→ DESCRIPTION OF THE TASK: Return only the lines from the one containing "the hedge above? Mark it with a dot." to the end of the entries below, exactly as written, both ends included.

[Dataset records]

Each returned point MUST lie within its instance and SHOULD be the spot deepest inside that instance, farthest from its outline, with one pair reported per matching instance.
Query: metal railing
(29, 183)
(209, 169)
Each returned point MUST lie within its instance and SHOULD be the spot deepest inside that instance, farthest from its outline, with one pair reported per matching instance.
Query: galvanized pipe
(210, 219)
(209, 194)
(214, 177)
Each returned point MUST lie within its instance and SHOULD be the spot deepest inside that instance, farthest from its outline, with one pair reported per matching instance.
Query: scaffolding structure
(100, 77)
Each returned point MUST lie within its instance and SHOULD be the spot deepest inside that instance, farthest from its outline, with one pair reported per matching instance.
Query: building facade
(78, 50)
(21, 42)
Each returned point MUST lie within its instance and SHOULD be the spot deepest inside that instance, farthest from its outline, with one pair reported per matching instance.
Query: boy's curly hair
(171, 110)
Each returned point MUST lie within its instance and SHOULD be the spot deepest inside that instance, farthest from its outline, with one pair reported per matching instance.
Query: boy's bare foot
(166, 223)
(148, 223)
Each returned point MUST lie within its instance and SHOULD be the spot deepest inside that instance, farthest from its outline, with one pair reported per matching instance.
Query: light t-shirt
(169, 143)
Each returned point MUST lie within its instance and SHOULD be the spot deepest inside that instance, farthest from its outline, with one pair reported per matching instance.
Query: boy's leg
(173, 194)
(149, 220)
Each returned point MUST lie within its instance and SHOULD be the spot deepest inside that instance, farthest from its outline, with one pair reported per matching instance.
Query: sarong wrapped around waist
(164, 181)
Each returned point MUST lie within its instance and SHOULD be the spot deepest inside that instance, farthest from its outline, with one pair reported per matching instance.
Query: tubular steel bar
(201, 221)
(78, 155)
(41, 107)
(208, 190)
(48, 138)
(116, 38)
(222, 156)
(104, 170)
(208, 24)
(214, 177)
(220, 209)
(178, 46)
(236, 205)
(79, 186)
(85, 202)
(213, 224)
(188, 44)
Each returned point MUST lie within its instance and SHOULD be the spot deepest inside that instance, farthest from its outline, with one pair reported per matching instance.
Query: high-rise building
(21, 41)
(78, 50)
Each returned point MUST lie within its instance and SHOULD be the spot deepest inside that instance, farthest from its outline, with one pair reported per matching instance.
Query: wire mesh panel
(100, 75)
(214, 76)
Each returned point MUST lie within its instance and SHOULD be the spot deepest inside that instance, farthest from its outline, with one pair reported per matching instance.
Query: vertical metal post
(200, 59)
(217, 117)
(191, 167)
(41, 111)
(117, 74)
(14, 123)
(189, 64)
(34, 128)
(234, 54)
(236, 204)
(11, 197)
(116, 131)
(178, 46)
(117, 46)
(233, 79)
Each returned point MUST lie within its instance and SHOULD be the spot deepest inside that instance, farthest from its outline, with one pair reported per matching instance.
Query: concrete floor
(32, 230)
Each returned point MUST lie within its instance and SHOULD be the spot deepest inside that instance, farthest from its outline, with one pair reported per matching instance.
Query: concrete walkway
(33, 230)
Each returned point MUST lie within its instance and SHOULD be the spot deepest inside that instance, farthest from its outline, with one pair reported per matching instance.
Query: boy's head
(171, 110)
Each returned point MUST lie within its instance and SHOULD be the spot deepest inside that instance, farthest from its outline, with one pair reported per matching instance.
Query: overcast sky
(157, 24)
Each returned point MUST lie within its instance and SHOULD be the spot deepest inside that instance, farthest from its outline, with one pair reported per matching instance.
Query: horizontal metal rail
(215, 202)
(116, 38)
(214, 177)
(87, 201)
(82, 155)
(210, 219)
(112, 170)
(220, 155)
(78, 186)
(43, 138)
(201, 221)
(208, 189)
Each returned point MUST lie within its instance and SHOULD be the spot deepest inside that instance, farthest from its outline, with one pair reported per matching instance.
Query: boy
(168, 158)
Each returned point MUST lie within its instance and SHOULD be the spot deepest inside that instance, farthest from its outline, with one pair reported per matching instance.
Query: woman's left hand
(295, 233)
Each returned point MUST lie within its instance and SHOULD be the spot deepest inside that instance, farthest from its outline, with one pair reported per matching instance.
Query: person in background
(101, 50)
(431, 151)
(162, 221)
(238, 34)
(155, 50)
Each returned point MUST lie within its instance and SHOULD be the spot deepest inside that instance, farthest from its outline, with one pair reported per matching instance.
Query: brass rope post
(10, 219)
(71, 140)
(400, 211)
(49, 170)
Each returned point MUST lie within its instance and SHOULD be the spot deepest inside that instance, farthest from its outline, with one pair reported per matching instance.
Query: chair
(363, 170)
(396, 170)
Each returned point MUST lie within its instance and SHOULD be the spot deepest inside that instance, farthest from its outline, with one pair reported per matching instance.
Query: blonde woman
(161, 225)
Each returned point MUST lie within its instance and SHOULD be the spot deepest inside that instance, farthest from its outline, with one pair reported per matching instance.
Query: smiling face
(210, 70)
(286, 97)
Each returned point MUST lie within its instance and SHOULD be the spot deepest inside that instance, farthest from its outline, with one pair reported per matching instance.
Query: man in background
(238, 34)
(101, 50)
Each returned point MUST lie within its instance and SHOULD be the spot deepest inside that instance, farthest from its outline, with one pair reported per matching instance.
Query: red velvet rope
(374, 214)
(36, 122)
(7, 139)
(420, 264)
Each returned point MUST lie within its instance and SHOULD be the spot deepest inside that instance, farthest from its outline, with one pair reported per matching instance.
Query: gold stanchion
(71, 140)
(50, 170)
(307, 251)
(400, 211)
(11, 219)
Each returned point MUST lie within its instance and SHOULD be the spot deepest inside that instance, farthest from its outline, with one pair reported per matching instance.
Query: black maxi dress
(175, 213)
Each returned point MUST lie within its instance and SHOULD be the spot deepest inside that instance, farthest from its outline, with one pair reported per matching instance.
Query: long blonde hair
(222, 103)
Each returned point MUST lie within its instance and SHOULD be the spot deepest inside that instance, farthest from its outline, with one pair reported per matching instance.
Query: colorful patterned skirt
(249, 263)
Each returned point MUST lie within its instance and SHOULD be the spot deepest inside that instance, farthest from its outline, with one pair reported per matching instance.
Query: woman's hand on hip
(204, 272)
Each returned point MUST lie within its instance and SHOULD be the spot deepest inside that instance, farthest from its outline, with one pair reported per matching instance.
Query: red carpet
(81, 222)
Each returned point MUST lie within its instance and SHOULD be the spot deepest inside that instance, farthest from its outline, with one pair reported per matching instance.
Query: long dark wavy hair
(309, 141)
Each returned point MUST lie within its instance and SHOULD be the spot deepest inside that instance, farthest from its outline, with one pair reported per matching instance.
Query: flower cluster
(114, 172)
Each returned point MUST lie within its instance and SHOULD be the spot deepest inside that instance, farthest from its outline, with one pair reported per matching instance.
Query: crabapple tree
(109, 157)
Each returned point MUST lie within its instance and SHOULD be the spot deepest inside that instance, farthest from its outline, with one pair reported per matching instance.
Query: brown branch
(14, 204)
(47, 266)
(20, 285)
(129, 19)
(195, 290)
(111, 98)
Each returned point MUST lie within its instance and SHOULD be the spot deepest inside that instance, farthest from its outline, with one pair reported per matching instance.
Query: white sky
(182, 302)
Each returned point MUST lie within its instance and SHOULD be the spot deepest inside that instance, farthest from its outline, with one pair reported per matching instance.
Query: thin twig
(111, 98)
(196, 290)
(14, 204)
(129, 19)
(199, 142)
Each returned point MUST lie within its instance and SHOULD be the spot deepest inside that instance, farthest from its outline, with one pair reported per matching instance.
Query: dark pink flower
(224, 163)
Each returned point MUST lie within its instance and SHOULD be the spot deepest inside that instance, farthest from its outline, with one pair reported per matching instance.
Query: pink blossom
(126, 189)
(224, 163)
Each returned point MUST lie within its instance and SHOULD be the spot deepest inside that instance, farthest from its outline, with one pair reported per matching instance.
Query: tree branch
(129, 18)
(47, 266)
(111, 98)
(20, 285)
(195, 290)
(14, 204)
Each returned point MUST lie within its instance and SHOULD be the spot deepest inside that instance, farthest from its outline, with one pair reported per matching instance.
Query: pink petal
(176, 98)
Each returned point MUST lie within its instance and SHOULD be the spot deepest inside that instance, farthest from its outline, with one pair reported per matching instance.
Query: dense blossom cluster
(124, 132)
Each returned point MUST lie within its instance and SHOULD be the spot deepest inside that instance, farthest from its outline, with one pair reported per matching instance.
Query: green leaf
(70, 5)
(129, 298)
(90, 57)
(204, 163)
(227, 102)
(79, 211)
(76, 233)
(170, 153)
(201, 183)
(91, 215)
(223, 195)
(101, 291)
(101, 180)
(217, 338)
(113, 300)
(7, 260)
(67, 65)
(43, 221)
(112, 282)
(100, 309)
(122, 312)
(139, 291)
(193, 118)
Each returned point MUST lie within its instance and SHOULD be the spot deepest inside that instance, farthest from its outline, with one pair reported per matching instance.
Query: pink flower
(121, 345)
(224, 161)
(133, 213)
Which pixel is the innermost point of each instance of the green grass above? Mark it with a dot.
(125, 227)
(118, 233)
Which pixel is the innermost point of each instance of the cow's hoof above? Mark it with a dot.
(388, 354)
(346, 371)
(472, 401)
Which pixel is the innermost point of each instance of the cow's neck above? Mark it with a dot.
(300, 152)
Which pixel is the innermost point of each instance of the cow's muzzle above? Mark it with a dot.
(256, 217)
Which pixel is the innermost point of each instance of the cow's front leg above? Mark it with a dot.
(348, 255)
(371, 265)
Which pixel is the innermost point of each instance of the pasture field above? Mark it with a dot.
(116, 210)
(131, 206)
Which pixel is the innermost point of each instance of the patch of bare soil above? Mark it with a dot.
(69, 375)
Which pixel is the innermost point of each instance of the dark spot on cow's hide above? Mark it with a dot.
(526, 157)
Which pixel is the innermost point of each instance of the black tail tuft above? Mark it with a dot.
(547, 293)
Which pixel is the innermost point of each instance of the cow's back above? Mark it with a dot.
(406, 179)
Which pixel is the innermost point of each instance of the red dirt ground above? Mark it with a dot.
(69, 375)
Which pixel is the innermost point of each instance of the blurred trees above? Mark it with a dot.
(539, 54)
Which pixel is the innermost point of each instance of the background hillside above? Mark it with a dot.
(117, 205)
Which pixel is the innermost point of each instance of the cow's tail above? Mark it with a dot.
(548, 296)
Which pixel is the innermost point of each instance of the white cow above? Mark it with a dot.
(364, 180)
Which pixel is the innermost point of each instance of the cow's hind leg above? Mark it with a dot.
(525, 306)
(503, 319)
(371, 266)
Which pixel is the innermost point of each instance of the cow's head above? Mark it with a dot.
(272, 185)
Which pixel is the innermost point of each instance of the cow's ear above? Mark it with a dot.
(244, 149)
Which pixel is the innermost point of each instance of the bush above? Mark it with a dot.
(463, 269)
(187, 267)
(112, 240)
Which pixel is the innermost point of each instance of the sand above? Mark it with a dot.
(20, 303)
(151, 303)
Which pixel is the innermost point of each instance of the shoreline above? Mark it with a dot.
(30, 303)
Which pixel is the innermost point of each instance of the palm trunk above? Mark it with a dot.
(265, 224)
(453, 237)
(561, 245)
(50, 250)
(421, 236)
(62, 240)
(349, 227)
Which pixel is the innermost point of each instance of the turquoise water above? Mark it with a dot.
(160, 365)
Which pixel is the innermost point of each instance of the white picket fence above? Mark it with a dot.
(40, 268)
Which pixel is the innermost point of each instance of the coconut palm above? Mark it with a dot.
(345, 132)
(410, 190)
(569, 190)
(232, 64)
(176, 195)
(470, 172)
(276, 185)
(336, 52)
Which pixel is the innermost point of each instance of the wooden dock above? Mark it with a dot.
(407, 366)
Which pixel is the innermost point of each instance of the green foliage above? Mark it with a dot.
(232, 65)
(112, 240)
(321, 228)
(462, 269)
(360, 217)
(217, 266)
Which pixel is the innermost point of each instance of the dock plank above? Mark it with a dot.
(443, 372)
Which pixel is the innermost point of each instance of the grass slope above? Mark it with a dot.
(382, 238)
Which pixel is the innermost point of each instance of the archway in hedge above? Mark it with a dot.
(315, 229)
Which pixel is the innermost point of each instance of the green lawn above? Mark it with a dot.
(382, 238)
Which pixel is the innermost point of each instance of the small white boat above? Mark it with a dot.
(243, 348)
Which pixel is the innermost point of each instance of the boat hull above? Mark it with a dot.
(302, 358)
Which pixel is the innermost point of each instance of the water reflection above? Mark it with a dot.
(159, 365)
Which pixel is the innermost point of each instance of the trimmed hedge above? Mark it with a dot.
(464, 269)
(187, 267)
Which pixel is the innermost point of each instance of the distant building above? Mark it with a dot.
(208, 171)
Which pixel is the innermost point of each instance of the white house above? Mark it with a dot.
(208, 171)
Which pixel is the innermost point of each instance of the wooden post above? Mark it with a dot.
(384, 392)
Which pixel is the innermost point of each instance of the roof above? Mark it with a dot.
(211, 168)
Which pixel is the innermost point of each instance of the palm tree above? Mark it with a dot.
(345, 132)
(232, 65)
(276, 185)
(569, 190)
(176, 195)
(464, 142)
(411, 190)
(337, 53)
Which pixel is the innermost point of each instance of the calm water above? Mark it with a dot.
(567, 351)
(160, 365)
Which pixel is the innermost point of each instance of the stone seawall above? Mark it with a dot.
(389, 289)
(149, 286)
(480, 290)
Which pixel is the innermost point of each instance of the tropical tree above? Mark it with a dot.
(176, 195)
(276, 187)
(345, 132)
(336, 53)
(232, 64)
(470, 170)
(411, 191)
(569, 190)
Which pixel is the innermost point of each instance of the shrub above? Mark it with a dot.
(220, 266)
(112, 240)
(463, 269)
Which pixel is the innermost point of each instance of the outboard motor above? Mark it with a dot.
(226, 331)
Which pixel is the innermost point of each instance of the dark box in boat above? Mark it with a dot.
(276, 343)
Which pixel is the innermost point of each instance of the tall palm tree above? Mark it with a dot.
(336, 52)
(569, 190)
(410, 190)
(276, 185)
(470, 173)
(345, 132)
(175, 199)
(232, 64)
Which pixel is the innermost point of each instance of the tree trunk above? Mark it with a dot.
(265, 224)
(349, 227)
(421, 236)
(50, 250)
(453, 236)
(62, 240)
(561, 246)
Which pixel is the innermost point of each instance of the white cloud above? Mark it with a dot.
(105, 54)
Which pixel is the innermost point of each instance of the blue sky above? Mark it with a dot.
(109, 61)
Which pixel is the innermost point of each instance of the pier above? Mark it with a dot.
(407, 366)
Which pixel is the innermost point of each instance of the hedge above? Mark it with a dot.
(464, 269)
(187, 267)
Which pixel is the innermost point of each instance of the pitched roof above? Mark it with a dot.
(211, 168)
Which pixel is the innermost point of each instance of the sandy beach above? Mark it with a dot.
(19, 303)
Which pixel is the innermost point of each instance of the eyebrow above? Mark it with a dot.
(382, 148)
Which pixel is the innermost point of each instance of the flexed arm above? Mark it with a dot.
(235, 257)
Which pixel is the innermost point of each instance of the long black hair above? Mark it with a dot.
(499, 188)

→ REPLY:
Which pixel is the innermost point of each instance of the hedge above? Mark it with a dot.
(464, 269)
(187, 267)
Which pixel is the innermost point of each instance of the pitched roof above? Mark it with a dot.
(211, 168)
Which pixel is the innermost point of each instance of the sandy beach above? Mark it with a dot.
(19, 303)
Which pixel is the innermost point of each instance of the eyebrow above? Mark it with a dot.
(382, 148)
Which pixel is the innermost point of each instance of the flexed arm above? Mark it with a dot.
(235, 257)
Which pixel is the innermost point of each instance of the long black hair above? Mark it with a dot.
(499, 188)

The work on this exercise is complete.